In May, the city awarded a R150 million tender to secure and rehabilitate the main dump and access was restricted by trenching the entrance. 

While this reduced activity on that site, illegal dumping simply shifted to neighbouring land.

“The problem didn’t disappear — it just moved closer to residential areas,” Elliott said. “We’re grateful the city is addressing part of the problem. But we need a comprehensive solution. There are still four or five other active sites.”

In October, the forum’s WhatsApp group surged from 600 to more than 1 600 people as new illegal sites were started, affecting more households.

The city did not respond to the Mail & Guardian’s questions, but in a September statement, it acknowledged that the closed landfill had become a hotspot for widespread illegal dumping, “impacting the environment, local businesses and nearby communities”. “Smoke from burning waste has reduced air quality to below 35% in Fourways, Cedar Lakes and Bloubosrand, affecting an estimated 80 000 residents,” it said. 

Its project at the Kya Sands dump aims to restore environmental integrity, improve air quality and safeguard public health.

*Work to complete*:
- A) The article on illegal dumping names areas where smoke from burning waste reduced air quality. List every one of them.
- B) Write a continuation of the article on illegal dumping, starting after its final sentence.

*Recorded information*:

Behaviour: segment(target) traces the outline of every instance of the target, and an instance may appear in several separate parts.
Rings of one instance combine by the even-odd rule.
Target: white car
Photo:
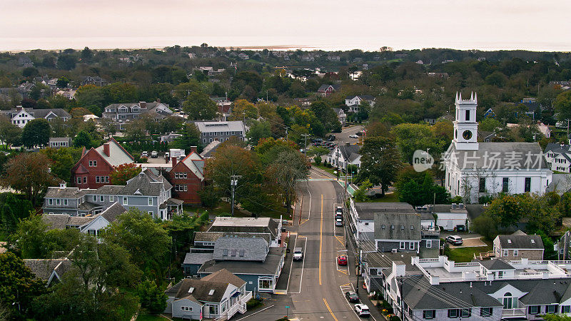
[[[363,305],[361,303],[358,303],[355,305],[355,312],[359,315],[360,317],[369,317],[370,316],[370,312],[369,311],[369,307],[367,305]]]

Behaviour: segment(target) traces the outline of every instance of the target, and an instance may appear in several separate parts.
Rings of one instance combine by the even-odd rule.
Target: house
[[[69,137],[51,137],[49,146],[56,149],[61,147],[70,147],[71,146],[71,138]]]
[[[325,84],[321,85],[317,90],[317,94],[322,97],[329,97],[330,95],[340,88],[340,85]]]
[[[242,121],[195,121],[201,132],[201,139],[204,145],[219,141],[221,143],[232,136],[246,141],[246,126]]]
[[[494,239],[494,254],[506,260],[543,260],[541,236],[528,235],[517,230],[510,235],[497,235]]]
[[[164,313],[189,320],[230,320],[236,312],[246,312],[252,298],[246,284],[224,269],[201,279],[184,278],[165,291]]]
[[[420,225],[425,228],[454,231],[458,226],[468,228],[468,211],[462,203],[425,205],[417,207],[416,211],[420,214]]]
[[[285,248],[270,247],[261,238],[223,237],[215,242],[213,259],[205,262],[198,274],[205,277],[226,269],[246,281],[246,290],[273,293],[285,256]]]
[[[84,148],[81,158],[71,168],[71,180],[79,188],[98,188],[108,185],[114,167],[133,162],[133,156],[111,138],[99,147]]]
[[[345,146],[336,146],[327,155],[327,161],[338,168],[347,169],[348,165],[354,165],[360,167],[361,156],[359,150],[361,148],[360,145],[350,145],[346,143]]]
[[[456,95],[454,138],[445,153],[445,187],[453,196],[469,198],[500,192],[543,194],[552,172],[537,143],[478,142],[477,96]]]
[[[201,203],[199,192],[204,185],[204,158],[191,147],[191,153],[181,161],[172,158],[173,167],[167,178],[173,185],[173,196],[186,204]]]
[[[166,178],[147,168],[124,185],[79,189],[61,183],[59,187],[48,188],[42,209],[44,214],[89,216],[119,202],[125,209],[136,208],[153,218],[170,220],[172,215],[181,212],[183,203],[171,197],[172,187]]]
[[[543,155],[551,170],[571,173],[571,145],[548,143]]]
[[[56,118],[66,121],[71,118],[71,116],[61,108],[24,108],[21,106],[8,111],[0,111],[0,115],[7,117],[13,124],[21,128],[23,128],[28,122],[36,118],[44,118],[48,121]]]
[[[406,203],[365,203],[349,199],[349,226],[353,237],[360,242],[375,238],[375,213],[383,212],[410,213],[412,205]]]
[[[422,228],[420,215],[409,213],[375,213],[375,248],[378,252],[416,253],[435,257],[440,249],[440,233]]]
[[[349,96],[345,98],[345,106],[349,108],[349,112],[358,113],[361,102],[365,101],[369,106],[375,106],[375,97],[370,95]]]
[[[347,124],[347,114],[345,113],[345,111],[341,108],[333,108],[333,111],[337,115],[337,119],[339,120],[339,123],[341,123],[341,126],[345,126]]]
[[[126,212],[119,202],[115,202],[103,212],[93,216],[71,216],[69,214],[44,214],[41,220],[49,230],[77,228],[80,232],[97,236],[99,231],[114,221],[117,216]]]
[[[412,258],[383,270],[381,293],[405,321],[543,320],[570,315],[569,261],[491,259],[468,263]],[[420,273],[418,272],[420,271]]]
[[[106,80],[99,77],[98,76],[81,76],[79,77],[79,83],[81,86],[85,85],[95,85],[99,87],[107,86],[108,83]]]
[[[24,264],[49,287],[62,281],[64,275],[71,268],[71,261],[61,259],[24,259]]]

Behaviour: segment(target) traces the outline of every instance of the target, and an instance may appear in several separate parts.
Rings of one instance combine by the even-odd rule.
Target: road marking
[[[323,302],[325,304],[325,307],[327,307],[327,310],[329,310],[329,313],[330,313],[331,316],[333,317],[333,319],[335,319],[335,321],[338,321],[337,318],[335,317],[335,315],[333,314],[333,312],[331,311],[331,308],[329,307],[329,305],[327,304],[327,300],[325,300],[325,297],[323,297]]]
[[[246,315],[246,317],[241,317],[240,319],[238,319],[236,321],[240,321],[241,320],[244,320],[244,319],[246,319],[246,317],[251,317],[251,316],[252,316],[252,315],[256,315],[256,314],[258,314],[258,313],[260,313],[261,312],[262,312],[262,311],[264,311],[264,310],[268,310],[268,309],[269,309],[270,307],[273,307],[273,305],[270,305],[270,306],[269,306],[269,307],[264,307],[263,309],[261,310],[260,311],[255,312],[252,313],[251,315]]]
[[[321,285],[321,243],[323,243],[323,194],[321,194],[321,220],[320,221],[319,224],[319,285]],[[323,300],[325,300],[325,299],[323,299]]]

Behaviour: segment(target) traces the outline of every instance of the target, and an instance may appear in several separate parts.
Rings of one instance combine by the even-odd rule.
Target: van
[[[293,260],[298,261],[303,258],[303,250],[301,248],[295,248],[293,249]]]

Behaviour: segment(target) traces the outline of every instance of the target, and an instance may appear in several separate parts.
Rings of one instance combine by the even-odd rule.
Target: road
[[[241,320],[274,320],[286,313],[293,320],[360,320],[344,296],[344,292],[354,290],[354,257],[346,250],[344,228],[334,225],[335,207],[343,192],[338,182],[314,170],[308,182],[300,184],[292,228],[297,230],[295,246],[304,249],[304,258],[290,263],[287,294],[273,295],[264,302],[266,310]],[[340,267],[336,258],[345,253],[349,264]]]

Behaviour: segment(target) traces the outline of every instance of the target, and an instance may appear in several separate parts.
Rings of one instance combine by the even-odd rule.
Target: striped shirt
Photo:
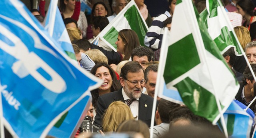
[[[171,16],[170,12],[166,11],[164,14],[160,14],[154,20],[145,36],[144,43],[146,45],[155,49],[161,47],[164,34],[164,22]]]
--
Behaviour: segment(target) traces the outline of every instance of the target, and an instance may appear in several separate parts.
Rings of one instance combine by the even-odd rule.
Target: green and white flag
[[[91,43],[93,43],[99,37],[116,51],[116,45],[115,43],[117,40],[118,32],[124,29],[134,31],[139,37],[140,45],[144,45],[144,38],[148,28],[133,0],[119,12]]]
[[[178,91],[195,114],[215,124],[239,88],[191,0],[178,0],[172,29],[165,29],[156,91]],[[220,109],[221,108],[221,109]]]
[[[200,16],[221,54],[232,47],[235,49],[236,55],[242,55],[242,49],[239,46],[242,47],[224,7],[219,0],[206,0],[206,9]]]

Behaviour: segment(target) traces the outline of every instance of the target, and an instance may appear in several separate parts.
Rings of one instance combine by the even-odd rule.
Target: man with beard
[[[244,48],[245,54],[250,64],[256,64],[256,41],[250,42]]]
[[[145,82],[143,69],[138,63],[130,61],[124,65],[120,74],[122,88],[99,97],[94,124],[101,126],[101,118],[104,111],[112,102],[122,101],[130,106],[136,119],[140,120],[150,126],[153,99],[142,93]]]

*Responses per task*:
- A) Fourways, Cedar Lakes, Bloubosrand

- B)
Key interventions include clearing and recycling illegally dumped waste, developing and implementing a rehabilitation plan, installing security measures, restoring the landfill’s boundary wall and conducting long-term environmental monitoring of water and air quality.

Pikitup said a “committee comprising of provincial government” has been established to deal with the Kya Sand issues and referred the M&G to the environment and infrastructure services department.

Back to court

The forum said it was insufficient to secure only one site — all illegal activities must be targeted. In September, it filed a new notice of motion against 12 government entities. Arguing that authorities failed to protect residents’ health and the environment, they seek a court-ordered, urgent, coordinated response.

The community is calling for illegal dumping and burning sites to be identified and mapped, for environmental and health assessments to be conducted, and for a system to monitor and prevent further pollution to be established. Residents also want regular progress reports submitted to the court to ensure accountability.

“We need a comprehensive solution, and that’s the nub of our notice of motion now — where national, provincial and local resources are brought to bear on the problem,” Elliot said.

Living with the smoke

Residents living downwind of the illegal dumps describe the same daily battle: asthma flares, chest infections, sore throats, headaches and red, burning eyes.

Rene Anderson, who lives in Talavera Estate in Craigavon, said the smoke has become unbearable since early October.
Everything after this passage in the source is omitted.